◆ Excerpt provided
┌────────

Jan 26, 2023
DeFi Used to Be Crypto’s Hottest Sector. Now It’s Facing a Big Downtown.
(Bloomberg) -- Declining interest in decentralized finance is calling into question whether it really is the next frontier of crypto.
DeFi projects — such as peer-to-peer lending or decentralized autonomous organizations — were assumed to be the beneficiary of FTX’s collapse last year when investors pulled billions of dollars out of cryptocurrencies. But a closer look shows that hasn’t been the case, even though DeFi tokens have historically outperformed the sector.
DeFi trading volume has more than halved; the total value of crypto tokens locked in DeFi protocols has been mostly flat for months; and DeFi’s once lofty returns are nowhere to be found. Investors both at the retail and institutional level are less willing to look past security risks and regulatory uncertainty. And with solutions to those problems still years away, a number of DeFi projects may not survive the downturn.
“One thing that’s hard for people to internalize is the timing of new markets and just how long it usually takes for great products to be built on new technology,” said Antonio Juliano, founder and CEO of decentralized exchange dYdX. “That’s actually the root cause of a lot of this boom and bust cycle that we see in crypto.”
Like Bitcoin, DeFi’s performance is down by more than half its 2021 peak, according to data tracker DeFi Llama. For a time, DeFi’s explosive growth promised to replace traditional finance, or tradfi, when it was offering double- or triple-digit returns in an era of ultra-low interest rates. But 2022’s decline in risk appetite and multiple crypto blowups show the downsides of both an automated- and incentive-based system. Demand has fallen and DeFi yields are mostly below 3% now on platforms such as Aave and Compound, data provided by blockchain data firm Kaiko shows.

└────────

For each statement below, answer yes or no according to the DeFi article and quote the words from it that decide your answer.
1. DeFi trading volume has dropped by more than half.
2. DeFi yields on platforms such as Aave and Compound are now mostly above 3%.
3. The total value of crypto tokens locked in DeFi protocols has climbed steadily for months.

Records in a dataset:
┌────────

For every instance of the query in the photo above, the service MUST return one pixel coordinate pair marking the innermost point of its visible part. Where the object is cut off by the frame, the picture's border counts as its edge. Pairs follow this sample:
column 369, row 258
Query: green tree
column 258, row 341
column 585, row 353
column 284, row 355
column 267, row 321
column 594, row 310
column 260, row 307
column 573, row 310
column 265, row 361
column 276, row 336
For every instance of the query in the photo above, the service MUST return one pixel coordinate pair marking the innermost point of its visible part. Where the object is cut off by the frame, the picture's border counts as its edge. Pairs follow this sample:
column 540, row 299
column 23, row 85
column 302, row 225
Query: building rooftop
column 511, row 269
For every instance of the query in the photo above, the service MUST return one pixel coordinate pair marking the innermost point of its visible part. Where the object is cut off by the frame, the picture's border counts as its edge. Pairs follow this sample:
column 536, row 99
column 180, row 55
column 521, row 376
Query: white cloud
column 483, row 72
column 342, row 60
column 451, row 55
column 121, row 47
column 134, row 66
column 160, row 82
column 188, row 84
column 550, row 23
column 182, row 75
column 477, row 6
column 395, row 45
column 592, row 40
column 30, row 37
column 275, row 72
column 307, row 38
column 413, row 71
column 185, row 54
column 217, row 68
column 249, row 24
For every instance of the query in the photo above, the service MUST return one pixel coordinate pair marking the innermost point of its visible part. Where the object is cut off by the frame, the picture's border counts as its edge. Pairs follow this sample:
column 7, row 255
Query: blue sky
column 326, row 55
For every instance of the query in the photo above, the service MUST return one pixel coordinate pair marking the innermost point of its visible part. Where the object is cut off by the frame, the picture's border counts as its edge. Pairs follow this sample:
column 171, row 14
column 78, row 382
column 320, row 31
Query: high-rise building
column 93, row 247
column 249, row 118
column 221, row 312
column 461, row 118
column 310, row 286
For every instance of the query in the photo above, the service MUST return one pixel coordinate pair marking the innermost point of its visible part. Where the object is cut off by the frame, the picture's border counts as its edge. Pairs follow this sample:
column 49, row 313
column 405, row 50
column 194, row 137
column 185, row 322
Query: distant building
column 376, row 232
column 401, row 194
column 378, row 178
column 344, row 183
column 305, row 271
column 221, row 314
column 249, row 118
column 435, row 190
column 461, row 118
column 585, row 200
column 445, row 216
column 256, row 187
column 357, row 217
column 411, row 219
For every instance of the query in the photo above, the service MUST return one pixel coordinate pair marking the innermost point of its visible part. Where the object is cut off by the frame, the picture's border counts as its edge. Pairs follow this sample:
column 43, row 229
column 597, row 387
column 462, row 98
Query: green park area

└────────

◆ The completed task
1. Yes: "DeFi trading volume has more than halved"
2. No: "DeFi yields are mostly below 3% now on platforms such as Aave and Compound"
3. No: "the total value of crypto tokens locked in DeFi protocols has been mostly flat for months"